**WORK INSTRUCTIONS:**
How many lines below contain the string "dark"? Reply with the number alone.

## BEGIN DATA EXTRACT

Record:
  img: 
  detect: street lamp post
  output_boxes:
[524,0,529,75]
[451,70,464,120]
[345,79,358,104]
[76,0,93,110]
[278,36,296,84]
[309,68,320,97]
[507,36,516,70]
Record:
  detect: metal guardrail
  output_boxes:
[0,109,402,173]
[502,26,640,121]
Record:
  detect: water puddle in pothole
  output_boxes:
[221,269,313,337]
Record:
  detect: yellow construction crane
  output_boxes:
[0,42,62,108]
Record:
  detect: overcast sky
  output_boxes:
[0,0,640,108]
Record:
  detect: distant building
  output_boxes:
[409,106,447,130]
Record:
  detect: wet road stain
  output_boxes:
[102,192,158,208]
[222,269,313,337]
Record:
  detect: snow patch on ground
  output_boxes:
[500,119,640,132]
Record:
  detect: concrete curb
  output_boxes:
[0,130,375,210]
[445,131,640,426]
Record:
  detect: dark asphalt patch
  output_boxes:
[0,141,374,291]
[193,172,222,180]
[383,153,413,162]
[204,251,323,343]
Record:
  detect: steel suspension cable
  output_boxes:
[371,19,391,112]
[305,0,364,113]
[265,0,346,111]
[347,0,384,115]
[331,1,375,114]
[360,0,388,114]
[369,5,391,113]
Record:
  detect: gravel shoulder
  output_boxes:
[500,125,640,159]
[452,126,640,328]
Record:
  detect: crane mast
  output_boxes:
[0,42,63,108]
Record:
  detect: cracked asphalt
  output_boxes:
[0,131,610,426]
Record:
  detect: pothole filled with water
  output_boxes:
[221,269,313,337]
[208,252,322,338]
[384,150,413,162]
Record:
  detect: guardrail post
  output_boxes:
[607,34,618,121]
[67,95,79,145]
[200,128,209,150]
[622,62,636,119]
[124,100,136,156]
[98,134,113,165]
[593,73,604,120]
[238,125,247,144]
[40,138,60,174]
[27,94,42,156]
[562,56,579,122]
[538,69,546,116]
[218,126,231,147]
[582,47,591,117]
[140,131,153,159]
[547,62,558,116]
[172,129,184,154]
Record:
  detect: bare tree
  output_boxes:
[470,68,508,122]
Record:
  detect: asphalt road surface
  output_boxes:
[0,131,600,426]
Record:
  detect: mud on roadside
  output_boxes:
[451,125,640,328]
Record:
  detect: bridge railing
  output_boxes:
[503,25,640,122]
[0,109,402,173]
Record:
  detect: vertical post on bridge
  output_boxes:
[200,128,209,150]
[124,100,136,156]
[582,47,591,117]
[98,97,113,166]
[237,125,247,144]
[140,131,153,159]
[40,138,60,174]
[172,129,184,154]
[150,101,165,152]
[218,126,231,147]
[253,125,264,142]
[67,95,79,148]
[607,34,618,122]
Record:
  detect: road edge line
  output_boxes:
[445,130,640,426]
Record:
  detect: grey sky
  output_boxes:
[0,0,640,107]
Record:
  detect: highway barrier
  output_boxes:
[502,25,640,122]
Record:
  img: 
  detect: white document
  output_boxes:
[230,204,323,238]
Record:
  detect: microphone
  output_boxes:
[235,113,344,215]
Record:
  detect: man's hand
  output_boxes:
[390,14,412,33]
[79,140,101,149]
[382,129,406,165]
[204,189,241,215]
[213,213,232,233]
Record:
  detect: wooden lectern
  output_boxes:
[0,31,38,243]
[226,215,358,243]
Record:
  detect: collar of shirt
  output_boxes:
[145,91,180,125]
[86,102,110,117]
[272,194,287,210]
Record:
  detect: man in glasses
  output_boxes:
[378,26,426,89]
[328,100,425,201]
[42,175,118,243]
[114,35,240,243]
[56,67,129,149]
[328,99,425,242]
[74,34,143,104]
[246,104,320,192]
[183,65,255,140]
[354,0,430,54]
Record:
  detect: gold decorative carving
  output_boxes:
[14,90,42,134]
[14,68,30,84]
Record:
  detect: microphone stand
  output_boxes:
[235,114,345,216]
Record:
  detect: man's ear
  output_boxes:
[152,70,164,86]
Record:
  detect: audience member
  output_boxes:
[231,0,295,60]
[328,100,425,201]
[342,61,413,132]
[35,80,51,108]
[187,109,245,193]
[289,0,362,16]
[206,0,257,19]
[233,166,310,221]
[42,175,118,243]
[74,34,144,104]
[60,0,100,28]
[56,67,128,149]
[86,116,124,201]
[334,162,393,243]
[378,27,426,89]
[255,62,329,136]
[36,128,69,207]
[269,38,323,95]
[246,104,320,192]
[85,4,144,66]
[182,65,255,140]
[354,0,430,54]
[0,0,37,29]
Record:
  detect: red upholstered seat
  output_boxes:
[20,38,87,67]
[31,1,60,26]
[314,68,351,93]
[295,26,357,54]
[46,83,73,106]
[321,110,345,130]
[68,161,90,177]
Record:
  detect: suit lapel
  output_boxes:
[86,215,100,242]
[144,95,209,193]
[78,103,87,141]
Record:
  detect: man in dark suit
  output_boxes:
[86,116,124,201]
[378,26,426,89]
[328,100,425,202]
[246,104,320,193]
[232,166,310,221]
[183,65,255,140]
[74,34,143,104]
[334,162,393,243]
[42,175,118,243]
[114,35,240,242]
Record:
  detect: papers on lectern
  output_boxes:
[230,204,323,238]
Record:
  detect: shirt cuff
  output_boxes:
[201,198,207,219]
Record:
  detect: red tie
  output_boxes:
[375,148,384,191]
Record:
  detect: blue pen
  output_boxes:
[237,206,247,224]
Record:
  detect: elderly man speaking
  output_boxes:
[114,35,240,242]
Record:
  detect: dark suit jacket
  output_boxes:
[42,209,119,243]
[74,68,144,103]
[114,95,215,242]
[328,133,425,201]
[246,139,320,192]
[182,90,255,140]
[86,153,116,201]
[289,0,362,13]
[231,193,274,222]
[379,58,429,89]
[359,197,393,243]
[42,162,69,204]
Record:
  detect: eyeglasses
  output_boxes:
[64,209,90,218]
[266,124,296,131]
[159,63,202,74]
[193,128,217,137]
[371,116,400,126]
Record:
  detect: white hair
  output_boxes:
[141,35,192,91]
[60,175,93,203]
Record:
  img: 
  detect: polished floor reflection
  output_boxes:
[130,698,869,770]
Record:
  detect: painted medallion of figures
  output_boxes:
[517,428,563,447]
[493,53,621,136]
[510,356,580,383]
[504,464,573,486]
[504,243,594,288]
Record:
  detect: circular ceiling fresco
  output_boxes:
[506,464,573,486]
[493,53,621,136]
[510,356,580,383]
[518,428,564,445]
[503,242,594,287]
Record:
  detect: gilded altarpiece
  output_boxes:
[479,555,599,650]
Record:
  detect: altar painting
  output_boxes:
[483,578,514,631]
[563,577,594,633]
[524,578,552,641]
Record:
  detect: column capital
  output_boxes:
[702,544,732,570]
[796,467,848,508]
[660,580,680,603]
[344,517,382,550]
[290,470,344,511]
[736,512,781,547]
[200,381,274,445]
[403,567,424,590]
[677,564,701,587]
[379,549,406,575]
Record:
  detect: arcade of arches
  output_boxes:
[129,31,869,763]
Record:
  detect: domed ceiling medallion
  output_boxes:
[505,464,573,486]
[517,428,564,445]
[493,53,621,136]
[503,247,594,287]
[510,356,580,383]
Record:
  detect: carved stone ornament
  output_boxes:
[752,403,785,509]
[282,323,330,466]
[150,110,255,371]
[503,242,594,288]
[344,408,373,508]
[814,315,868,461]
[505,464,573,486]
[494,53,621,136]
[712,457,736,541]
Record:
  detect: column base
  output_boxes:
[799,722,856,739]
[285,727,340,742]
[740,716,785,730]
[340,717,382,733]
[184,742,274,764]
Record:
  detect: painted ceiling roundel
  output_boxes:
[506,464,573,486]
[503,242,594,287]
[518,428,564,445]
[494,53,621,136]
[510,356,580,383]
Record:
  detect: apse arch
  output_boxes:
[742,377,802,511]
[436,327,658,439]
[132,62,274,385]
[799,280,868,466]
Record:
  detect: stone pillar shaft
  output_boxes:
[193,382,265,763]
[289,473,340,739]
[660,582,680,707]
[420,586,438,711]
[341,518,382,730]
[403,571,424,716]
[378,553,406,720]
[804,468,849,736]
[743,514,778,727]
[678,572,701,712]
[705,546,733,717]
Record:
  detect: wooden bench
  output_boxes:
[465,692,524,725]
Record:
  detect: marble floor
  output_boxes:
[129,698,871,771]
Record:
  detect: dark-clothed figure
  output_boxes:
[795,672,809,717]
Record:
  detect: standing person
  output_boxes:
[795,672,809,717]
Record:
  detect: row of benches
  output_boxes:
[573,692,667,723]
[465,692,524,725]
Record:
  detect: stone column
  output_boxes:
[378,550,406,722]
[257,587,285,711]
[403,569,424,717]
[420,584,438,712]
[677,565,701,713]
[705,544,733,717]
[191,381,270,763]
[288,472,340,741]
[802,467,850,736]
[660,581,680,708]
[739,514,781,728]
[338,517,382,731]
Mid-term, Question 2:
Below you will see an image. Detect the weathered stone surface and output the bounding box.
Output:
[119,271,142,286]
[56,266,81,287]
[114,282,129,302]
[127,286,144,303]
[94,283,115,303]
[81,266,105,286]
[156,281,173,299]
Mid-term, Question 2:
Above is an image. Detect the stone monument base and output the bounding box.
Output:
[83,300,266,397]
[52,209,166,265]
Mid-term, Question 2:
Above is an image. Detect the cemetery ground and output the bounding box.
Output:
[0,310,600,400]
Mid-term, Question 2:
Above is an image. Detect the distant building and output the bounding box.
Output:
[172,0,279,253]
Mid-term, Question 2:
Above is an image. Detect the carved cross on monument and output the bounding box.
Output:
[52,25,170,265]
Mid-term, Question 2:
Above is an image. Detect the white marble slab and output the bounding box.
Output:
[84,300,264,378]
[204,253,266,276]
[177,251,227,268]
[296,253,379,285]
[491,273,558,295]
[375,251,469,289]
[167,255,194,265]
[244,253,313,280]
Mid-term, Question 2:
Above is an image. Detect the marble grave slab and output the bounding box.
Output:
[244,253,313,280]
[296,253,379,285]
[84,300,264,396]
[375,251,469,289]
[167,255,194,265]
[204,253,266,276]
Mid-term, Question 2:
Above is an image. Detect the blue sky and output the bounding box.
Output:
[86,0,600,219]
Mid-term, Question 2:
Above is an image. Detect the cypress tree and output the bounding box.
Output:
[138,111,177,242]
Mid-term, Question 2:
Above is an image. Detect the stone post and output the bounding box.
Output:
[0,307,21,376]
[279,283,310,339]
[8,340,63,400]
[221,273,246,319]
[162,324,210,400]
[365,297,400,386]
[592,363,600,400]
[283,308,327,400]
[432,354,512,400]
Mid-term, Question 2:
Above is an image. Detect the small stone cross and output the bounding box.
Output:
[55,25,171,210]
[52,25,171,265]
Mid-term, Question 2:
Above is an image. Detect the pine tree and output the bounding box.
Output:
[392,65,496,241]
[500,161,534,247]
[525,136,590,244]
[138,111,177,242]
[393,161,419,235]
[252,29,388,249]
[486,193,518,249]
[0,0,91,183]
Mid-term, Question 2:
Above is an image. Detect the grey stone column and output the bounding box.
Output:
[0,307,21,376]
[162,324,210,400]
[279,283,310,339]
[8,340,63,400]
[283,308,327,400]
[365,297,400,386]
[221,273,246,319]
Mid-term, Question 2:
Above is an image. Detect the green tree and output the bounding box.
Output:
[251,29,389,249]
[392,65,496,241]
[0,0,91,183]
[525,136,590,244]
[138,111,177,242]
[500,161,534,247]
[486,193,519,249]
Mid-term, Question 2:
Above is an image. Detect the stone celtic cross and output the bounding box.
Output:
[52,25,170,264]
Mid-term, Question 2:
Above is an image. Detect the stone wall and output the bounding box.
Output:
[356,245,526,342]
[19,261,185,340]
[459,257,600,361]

## END DATA EXTRACT

**FULL SOLUTION:**
4